> SHORT EXERCISE
State how many lines of the records below contain the word "lanyard". Reply with the number alone.

> SUPPLIED INFORMATION

— BEGIN —

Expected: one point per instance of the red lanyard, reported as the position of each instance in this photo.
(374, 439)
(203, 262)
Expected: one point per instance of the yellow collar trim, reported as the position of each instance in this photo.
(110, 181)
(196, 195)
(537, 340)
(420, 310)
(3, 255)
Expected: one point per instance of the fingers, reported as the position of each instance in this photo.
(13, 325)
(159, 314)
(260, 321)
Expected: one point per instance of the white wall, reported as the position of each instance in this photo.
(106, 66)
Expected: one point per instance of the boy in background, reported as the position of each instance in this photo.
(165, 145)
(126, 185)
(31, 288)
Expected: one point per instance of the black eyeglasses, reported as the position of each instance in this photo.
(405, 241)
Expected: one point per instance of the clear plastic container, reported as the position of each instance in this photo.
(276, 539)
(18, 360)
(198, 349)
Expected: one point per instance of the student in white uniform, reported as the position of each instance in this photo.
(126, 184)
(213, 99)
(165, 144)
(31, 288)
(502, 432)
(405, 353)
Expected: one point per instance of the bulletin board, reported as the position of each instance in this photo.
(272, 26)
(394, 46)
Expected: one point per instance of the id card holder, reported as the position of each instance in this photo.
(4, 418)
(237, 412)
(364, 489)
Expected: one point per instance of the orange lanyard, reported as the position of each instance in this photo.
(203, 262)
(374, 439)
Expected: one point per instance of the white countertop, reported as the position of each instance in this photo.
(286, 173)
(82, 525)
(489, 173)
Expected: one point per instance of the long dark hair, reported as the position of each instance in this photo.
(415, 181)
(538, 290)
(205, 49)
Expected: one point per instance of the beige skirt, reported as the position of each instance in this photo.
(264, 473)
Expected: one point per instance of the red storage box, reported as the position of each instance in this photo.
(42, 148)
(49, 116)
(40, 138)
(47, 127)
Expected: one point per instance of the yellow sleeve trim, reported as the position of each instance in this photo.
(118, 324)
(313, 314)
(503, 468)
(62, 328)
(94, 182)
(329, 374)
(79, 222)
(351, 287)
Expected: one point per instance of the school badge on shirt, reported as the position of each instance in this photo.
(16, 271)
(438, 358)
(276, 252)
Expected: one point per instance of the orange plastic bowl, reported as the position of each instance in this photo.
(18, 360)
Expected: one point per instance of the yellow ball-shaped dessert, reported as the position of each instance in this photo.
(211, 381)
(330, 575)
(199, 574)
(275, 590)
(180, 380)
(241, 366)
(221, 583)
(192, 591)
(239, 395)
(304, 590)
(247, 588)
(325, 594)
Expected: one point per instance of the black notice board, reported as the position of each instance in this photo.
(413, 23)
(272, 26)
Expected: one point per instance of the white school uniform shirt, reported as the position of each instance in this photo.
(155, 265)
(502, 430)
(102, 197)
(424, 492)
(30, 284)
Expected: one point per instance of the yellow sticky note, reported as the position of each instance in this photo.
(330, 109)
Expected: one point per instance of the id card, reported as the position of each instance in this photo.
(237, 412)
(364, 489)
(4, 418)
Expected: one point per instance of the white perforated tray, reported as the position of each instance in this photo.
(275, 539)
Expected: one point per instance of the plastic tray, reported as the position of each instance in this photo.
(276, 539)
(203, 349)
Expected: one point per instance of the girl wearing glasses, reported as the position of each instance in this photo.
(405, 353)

— END —
— BEGIN —

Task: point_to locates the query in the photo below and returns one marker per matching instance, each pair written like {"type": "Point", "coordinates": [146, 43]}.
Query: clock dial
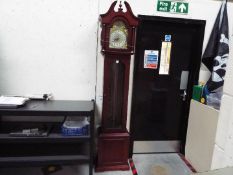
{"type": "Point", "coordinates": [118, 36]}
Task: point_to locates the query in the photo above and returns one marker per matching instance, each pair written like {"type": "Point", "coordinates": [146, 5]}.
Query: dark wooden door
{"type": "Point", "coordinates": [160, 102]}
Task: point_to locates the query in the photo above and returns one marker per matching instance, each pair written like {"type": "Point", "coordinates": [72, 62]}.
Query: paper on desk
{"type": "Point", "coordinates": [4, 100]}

— END —
— BEGIN —

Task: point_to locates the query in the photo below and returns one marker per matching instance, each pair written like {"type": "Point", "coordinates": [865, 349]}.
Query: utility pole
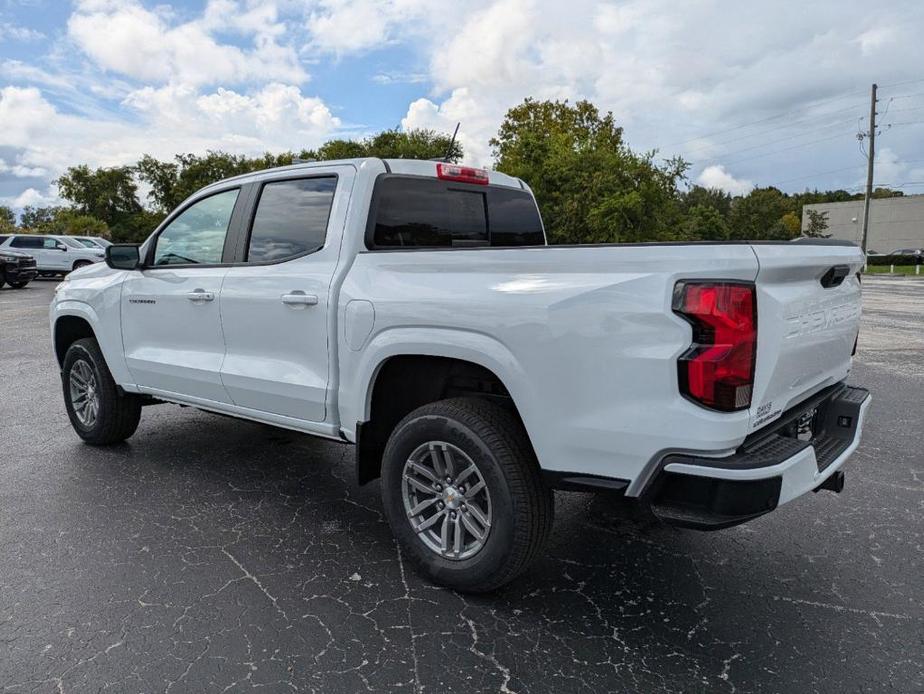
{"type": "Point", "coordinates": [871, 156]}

— END —

> SOLUTION TO THIS PROBLEM
2